YOUR INSTRUCTIONS — Each line below should be retyped exactly, with no pictures.

GIVEN RECORDS —
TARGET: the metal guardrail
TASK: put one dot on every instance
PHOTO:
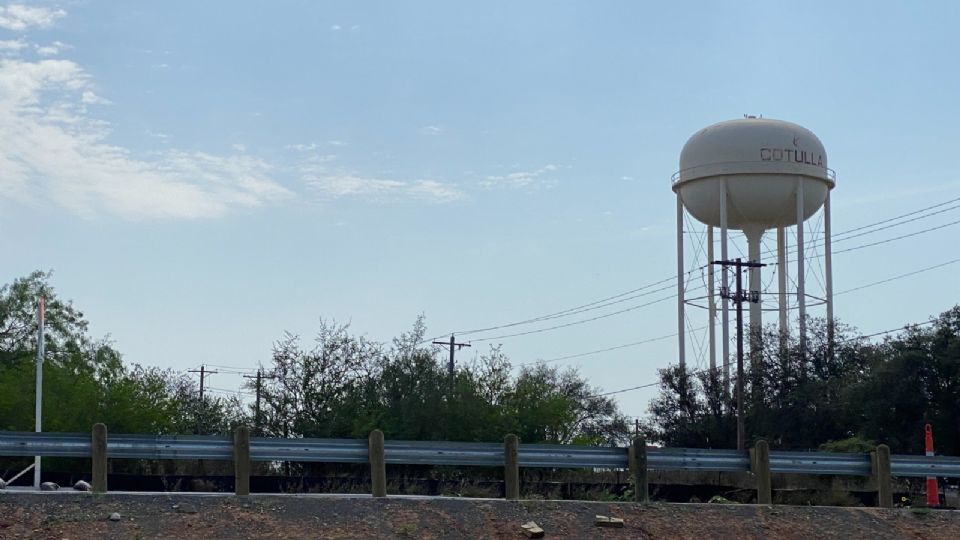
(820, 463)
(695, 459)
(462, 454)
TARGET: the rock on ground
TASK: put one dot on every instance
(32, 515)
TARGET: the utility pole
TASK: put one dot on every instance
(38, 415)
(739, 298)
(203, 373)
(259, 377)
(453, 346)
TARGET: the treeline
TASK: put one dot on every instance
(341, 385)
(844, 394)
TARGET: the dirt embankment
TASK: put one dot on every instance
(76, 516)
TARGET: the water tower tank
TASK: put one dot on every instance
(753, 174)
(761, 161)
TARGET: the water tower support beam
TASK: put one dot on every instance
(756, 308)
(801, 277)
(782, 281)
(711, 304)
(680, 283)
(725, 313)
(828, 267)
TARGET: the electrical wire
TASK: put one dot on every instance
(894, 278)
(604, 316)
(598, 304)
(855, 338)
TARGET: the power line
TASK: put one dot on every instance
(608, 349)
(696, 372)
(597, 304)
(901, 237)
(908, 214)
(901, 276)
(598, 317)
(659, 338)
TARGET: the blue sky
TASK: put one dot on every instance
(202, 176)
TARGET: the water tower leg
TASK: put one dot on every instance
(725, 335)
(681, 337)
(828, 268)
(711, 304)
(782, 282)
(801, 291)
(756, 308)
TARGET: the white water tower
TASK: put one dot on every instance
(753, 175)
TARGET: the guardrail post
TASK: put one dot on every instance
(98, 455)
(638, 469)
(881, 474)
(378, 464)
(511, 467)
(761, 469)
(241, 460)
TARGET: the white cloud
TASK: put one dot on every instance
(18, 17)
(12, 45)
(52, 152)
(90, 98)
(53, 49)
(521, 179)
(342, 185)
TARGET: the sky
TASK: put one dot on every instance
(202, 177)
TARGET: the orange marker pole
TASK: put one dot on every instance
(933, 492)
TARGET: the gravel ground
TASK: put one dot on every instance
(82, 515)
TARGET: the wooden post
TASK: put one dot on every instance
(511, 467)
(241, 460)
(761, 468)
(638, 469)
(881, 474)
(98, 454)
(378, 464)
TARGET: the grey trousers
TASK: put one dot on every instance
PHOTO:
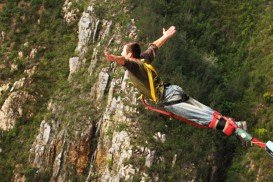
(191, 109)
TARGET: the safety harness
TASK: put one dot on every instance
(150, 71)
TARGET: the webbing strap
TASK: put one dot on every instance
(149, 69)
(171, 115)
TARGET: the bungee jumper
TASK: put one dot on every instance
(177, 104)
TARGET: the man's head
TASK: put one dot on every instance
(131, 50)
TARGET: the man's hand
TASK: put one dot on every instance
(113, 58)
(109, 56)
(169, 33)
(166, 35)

EXERCISE SOLUTION —
TARGET: the metal guardrail
TASK: put one dot on every instance
PHOTO:
(820, 463)
(695, 459)
(462, 454)
TARGET: the rock on ground
TASK: put one dot on every instance
(32, 515)
TARGET: the utility pole
TASK: put one dot on every instance
(38, 415)
(739, 298)
(203, 373)
(259, 377)
(453, 346)
TARGET: the treeline
TASK: put one dot on every instance
(341, 385)
(844, 394)
TARGET: the dirt embankment
TASK: put one dot on every instance
(76, 516)
TARGET: the water tower tank
TASK: put one dot on every instance
(753, 174)
(761, 161)
TARGET: the water tower support beam
TASK: put one dot on every instance
(756, 308)
(801, 277)
(782, 281)
(711, 304)
(680, 283)
(725, 313)
(828, 267)
TARGET: the electrical wire
TASK: put one dot on every instance
(894, 278)
(604, 316)
(598, 304)
(855, 338)
TARGET: the power line
TASK: put one dot on every instance
(608, 349)
(696, 372)
(597, 304)
(901, 237)
(908, 214)
(901, 276)
(598, 317)
(659, 338)
TARGET: the blue sky
TASK: put one dot on every instance
(202, 176)
TARGET: the water tower leg
TASK: put one dot on every instance
(725, 335)
(681, 337)
(828, 268)
(711, 304)
(782, 282)
(801, 291)
(756, 308)
TARGET: the white water tower
TASK: put one dot on every instance
(753, 175)
TARGET: the guardrail post
TASK: put one dot on every instance
(98, 455)
(638, 469)
(881, 474)
(378, 464)
(511, 467)
(761, 469)
(241, 460)
TARGET: the white cloud
TASK: put one dot on every instance
(18, 17)
(12, 45)
(52, 152)
(90, 98)
(53, 49)
(521, 179)
(342, 185)
TARGET: the sky
TASK: put one dot on every instance
(202, 177)
TARGET: the orange marker pole
TASK: put one dot on every instance
(933, 492)
TARGET: the gravel ground
TASK: put one dot on every instance
(82, 515)
TARGET: the wooden post
TASK: put one dot on every instance
(511, 467)
(241, 460)
(761, 468)
(638, 469)
(881, 474)
(98, 454)
(378, 464)
TARGET: the grey trousers
TASK: put one dot on every instance
PHOTO:
(191, 109)
TARGET: the safety harness
TASK: put one dot on every instance
(150, 71)
TARGET: the webbing strap
TASK: put one dot on every instance
(149, 69)
(171, 115)
TARGET: the bungee jumper
TASK: put one dot on every instance
(177, 104)
TARGET: the man's head
TASK: put one dot on every instance
(131, 50)
TARGET: the man's hand
TASK: put one dot on every instance
(113, 58)
(109, 56)
(169, 33)
(166, 35)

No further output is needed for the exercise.